- **LIST OF TASKS**
**1)** Render this sentence from the exchange about the art seminar into Spanish: "Art does have a role in society, but then so do many things, and unless you know what art is, how can you distinguish between its role and that of other cultural forms?"
**2)** Reproduce word for word the portion of the exchange about the art seminar starting with "Let me make" and going on through "actually is first.".

- **SOURCE**
This semester I started attending a seminar on (I'm translating from German hear) "The Meaning of Art". The professor began with a long-winded speech about how most people, hearing the title, would no doubt assume the topic is the role of art in our lives. He then went on to say that the question of art's role in society/our lives is incoherent if we don't first develop an understanding of the nature of art itself (particularly to what extent it is communicative), and that we will therefore focus more on the question of the nature of art rather than its role. This seems, to me, to be backwards. Art doesn't exist in presocial a void. How are we supposed to understand the nature of art without looking at the role it plays in society? I would think that especially the question of whether art is communicative can only be answered by looking at whether it is used to communicate, i.e. its role in society. Am I misunderstanding the claim, or is the professors approach genuinely backwards?

Let me make a remark in support of your long-winded professor, and I am afraid that sort of pedagogy does rather go with the discipline. I think your professor is right, and perhaps he felt he needed to make the point at some length, as often happens in such cases. Art does have a role in society, but then so do many things, and unless you know what art is, how can you distinguish between its role and that of other cultural forms? Many things are used to communicate also, and not all of them are art, so it is worth spending some time deciding what art actually is first.

- **SOURCE MATERIAL**

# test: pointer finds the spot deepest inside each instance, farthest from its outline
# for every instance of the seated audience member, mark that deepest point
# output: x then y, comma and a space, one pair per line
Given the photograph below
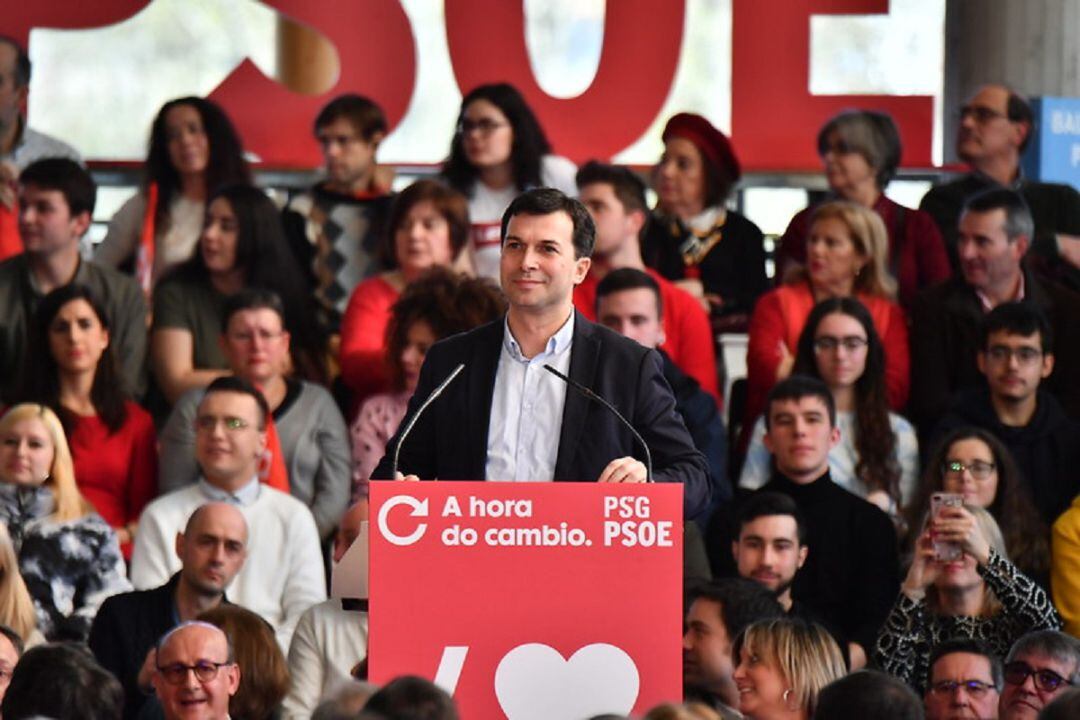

- **REPLIES**
**1)** El arte sí tiene un papel en la sociedad, pero también lo tienen muchas otras cosas, y a menos que sepas qué es el arte, ¿cómo puedes distinguir entre su papel y el de otras formas culturales?

**2)**
Let me make a remark in support of your long-winded professor, and I am afraid that sort of pedagogy does rather go with the discipline. I think your professor is right, and perhaps he felt he needed to make the point at some length, as often happens in such cases. Art does have a role in society, but then so do many things, and unless you know what art is, how can you distinguish between its role and that of other cultural forms? Many things are used to communicate also, and not all of them are art, so it is worth spending some time deciding what art actually is first.